# start of Dataset entries

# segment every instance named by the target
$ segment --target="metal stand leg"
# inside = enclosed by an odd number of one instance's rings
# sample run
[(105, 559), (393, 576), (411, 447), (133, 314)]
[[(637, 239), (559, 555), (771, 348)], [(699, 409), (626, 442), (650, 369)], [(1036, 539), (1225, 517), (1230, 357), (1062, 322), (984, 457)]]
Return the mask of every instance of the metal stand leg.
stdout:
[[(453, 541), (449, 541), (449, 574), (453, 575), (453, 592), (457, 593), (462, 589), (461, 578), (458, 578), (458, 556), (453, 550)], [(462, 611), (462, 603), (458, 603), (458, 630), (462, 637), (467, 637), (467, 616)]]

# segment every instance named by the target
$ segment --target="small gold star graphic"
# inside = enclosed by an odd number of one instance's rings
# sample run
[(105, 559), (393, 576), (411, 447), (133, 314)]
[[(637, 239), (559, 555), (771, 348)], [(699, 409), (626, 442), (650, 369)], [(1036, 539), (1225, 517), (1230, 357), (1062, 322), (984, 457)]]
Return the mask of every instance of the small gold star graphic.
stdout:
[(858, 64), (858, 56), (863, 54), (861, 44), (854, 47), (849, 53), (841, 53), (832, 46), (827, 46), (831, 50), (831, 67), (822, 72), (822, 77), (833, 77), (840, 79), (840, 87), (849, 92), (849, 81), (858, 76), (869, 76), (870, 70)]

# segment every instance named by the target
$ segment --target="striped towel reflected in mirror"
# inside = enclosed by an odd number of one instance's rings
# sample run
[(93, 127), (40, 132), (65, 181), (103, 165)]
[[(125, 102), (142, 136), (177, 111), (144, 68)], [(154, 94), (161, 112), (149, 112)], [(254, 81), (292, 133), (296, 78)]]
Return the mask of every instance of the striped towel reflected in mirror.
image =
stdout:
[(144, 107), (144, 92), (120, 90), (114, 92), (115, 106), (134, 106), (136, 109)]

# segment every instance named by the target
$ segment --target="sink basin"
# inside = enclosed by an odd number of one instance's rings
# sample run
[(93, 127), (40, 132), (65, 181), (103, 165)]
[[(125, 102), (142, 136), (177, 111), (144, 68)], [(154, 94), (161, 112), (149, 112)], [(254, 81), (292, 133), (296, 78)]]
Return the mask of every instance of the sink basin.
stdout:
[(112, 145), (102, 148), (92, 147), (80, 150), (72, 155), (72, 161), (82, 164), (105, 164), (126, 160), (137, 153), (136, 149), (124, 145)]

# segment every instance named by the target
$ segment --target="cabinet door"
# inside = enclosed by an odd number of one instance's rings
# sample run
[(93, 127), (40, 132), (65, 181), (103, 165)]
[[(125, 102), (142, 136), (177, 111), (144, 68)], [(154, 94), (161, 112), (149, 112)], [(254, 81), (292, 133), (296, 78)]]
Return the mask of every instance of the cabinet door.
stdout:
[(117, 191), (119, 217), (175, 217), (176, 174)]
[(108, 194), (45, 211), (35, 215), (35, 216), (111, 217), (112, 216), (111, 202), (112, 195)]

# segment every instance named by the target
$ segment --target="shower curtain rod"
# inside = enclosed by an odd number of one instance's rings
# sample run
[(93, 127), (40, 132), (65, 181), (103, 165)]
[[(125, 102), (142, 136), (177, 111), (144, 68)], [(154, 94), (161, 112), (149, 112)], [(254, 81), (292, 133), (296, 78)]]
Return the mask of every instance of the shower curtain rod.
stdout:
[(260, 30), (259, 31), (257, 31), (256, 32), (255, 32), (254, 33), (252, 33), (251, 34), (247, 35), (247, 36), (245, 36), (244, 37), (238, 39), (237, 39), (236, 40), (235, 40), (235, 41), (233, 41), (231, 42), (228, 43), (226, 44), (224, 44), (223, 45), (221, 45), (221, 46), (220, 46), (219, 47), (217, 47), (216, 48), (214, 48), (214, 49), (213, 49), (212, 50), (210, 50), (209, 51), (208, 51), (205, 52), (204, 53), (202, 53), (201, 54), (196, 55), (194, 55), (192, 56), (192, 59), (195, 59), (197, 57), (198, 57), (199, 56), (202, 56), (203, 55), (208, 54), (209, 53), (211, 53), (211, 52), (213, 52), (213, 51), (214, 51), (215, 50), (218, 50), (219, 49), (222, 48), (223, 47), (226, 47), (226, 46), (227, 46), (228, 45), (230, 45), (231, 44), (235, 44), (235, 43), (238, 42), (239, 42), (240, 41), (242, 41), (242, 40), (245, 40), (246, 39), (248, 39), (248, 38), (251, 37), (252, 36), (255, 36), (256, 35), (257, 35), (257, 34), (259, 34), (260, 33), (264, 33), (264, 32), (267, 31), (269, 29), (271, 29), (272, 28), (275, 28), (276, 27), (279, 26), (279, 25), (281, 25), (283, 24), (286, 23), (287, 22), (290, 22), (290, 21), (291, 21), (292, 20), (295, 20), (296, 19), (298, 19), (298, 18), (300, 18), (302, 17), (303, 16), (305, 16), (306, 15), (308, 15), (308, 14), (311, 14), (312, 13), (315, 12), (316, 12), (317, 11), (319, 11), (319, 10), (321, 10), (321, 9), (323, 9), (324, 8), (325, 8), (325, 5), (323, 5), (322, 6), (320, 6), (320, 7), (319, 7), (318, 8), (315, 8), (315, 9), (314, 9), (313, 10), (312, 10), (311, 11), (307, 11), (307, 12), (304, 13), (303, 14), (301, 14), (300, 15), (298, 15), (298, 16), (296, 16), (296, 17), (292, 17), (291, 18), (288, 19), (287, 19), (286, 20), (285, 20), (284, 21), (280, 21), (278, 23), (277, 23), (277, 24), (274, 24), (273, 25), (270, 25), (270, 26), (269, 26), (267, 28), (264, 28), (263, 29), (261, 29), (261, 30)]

# end of Dataset entries
# start of Dataset entries

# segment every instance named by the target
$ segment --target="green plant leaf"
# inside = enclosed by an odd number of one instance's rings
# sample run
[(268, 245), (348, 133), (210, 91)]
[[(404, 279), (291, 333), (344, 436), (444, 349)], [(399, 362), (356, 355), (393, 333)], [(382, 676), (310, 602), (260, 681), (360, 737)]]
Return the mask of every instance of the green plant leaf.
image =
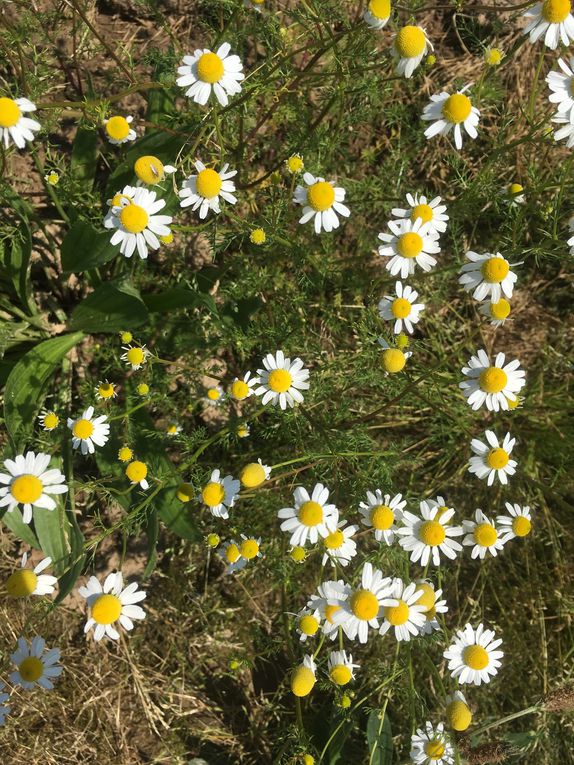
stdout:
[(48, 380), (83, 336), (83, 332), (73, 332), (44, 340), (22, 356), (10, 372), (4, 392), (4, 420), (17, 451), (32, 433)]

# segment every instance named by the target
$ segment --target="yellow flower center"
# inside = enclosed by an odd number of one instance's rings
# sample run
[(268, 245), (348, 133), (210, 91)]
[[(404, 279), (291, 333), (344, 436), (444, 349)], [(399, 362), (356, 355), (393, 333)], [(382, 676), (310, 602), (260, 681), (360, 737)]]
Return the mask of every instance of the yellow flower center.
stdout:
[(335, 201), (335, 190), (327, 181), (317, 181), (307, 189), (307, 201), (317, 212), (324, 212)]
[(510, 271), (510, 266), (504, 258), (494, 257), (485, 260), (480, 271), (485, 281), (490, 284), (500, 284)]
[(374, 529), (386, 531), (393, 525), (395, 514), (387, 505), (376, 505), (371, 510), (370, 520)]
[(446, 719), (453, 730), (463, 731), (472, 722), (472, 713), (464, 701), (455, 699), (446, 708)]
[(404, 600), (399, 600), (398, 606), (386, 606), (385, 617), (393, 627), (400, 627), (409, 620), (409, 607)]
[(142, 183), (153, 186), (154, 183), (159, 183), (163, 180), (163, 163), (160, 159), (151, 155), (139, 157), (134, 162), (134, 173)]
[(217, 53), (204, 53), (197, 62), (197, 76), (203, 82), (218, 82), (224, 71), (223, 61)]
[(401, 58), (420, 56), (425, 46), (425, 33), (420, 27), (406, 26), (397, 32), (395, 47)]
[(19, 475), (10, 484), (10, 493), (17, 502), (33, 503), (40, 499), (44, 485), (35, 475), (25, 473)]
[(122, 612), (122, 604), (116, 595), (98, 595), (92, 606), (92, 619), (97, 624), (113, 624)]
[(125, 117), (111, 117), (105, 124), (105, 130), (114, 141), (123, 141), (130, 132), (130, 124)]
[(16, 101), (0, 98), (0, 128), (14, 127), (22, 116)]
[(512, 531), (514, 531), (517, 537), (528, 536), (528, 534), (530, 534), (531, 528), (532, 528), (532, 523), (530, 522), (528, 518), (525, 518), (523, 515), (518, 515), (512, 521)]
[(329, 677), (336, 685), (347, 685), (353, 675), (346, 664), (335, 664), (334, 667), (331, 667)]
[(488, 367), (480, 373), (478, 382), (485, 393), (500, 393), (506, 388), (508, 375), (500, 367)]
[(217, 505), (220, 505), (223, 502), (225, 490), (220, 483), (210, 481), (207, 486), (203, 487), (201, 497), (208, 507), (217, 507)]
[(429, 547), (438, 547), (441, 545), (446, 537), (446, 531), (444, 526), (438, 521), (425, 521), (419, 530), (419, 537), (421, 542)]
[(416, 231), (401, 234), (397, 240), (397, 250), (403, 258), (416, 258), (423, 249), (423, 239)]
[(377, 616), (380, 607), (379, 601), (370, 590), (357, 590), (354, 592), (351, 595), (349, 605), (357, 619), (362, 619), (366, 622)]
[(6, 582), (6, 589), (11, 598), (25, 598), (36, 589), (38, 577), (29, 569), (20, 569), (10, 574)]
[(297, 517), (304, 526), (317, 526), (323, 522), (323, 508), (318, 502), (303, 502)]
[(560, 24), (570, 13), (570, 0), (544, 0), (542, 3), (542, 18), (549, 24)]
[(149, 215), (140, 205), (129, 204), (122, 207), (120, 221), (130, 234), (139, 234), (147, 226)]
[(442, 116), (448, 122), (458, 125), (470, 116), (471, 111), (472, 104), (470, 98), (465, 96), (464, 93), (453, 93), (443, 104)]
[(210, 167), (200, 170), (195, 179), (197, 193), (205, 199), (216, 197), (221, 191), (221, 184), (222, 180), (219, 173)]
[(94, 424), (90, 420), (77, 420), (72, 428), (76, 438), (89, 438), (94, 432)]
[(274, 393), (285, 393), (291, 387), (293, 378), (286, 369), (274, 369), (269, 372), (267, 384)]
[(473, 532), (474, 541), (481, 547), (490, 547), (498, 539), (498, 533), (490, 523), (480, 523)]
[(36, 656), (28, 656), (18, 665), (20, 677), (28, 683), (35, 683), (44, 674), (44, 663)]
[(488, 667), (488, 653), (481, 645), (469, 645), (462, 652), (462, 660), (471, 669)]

# end of Dataset entries

§ Problem to solve
Which lines in the rows above contain the string "sink"? Show each of them in full, treating uppercase and lowercase as different.

§ Written response
$ segment --target="sink basin"
Return the mask of every instance of the sink basin.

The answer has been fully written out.